▸ **Passage provided**

━━━━

Model Risk for Non-Financial Risks: Climate, ESG, and Beyond

Model Risk Management (MRM) has long been the preserve of financial institutions, born from the crucible of the 2008 financial crisis and codified through regulatory mandates like SR 11-7. For years, the primary focus was straightforward: credit, market, and operational risk models. But in a rapidly changing risk landscape—one shaped by climate volatility, stakeholder activism, and rising reputational exposures—MRM is evolving.

Today, organizations are applying MRM frameworks to a new class of non-financial risks. Climate scenario models, ESG scoring algorithms, and even AI-driven reputation monitoring systems are now part of the expanding universe of models under governance. These models differ from traditional quantitative models in scale, scope, and complexity—but the stakes are no less material. In fact, failure in these emerging areas could be even more existential than a missed VaR limit.

To remain effective, MRM must become more adaptive, interdisciplinary, and future-oriented. This article explores how leading organizations are applying model governance to non-financial domains—and how to build a flexible, extensible MRM framework capable of scaling beyond traditional boundaries.

The Expanding Definition of a “Model”

One of the enduring challenges in non-financial risk governance is definitional: what counts as a model?

In traditional finance, a model is usually defined as a quantitative method, system, or approach that applies statistical, economic, financial, or mathematical theories. In non-financial domains, however, the “models” may include scenario simulations, natural language processing (NLP) tools, decision engines, or hybrid expert systems.

Consider a few examples:

  • A climate scenario model simulating the impact of global temperature increases on a company’s supply chain.
  • An ESG scoring algorithm combining structured (e.g., emissions data) and unstructured (e.g., news sentiment) inputs to generate third-party risk ratings.
  • A reputation analytics platform using AI to track brand perception and predict backlash risks based on public sentiment.

Each of these tools carries model risk: the possibility of flawed design, data bias, or inappropriate use—yet most were not built with formal model validation in mind.

Why Model Risk Governance Must Expand

Organizations are under growing pressure to manage and disclose risks that are inherently non-financial in origin but financial in consequence. Regulators are moving in that direction too. The ECB and PRA now expect climate-related models to undergo the same scrutiny as traditional risk models. Meanwhile, investors and customers alike demand greater transparency into ESG ratings and risk methodologies.

In this environment, applying MRM principles to new domains offers three core benefits:

1. Accountability in Uncharted Territory

Most climate or ESG models rely on assumptions, forward-looking projections, or third-party data. MRM frameworks require organizations to document assumptions, quantify uncertainty, and track changes over time—an essential discipline when dealing with “unknown unknowns.”

━━━━

▸ **Record list**
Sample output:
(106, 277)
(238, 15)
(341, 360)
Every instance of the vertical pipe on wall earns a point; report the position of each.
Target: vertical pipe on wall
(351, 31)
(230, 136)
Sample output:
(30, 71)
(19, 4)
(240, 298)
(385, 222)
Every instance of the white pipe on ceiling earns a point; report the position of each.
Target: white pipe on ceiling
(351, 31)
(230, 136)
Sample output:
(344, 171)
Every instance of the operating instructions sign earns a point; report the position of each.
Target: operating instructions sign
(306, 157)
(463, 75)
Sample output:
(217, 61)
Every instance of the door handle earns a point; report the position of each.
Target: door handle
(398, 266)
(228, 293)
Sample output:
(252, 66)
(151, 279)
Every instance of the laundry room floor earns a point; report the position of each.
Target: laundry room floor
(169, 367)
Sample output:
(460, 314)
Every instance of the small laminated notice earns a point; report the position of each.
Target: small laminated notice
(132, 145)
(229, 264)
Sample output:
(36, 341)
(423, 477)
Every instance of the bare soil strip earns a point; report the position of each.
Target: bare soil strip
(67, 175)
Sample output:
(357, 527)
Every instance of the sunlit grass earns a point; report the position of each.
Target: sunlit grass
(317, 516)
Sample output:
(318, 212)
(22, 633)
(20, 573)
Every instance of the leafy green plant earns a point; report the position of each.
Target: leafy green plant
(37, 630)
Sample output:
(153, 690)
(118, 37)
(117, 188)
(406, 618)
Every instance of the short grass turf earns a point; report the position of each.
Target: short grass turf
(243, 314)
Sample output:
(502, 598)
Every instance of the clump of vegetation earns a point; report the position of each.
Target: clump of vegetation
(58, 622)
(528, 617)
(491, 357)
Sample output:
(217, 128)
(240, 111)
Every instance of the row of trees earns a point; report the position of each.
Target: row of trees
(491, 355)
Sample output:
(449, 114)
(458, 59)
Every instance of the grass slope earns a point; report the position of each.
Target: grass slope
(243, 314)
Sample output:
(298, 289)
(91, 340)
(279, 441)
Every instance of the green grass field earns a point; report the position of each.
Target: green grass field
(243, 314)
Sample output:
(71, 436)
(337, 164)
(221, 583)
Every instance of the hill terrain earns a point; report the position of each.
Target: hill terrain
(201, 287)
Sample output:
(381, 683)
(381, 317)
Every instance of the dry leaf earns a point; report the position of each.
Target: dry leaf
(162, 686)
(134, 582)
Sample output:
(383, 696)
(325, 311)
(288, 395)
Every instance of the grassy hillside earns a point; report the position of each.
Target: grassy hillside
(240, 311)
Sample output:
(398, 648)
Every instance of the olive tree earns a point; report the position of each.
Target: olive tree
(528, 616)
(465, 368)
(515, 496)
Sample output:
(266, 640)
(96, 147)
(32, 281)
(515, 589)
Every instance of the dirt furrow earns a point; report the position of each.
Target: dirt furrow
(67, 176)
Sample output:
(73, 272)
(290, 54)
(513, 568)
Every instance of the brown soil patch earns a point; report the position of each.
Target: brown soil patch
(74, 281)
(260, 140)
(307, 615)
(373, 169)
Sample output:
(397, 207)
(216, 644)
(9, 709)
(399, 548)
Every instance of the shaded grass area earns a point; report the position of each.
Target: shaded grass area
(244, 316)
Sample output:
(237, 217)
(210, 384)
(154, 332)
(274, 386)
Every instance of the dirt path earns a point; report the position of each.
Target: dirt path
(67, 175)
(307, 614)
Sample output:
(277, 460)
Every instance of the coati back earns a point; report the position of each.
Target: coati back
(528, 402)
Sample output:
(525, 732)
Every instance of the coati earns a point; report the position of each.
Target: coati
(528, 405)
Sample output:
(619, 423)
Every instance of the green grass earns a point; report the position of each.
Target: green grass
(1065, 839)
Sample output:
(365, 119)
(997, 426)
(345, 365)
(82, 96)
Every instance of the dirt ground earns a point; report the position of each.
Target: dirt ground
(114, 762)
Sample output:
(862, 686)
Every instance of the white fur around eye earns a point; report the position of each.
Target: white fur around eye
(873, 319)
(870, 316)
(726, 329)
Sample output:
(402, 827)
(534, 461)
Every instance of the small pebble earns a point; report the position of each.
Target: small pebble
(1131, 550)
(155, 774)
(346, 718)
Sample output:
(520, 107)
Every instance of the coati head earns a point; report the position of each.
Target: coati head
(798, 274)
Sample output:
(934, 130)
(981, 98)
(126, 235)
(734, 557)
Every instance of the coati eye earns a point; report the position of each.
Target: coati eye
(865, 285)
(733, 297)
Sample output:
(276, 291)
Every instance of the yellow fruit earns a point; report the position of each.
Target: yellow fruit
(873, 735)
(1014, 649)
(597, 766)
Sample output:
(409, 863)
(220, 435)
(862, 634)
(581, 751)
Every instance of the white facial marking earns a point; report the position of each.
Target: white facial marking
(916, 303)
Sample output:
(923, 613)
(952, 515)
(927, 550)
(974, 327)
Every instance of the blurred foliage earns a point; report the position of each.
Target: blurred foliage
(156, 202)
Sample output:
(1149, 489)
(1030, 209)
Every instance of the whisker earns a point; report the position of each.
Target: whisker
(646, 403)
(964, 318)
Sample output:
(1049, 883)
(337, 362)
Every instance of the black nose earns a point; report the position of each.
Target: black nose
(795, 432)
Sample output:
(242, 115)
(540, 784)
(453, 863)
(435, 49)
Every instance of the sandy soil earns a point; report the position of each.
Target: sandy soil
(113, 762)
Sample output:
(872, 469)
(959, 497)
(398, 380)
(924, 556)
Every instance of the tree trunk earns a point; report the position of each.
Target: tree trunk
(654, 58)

━━━━

▸ **To-do list**
1: From the article on model risk for non-financial risks, retype the passage starting at "Model Risk for" and ending at "exposures—MRM is evolving.".
2: In the article on model risk for non-financial risks, which regulators now expect climate-related models to face the same scrutiny as traditional risk models?

▸ **Solutions in order**
1:
Model Risk for Non-Financial Risks: Climate, ESG, and Beyond

Model Risk Management (MRM) has long been the preserve of financial institutions, born from the crucible of the 2008 financial crisis and codified through regulatory mandates like SR 11-7. For years, the primary focus was straightforward: credit, market, and operational risk models. But in a rapidly changing risk landscape—one shaped by climate volatility, stakeholder activism, and rising reputational exposures—MRM is evolving.

2: The ECB and the PRA.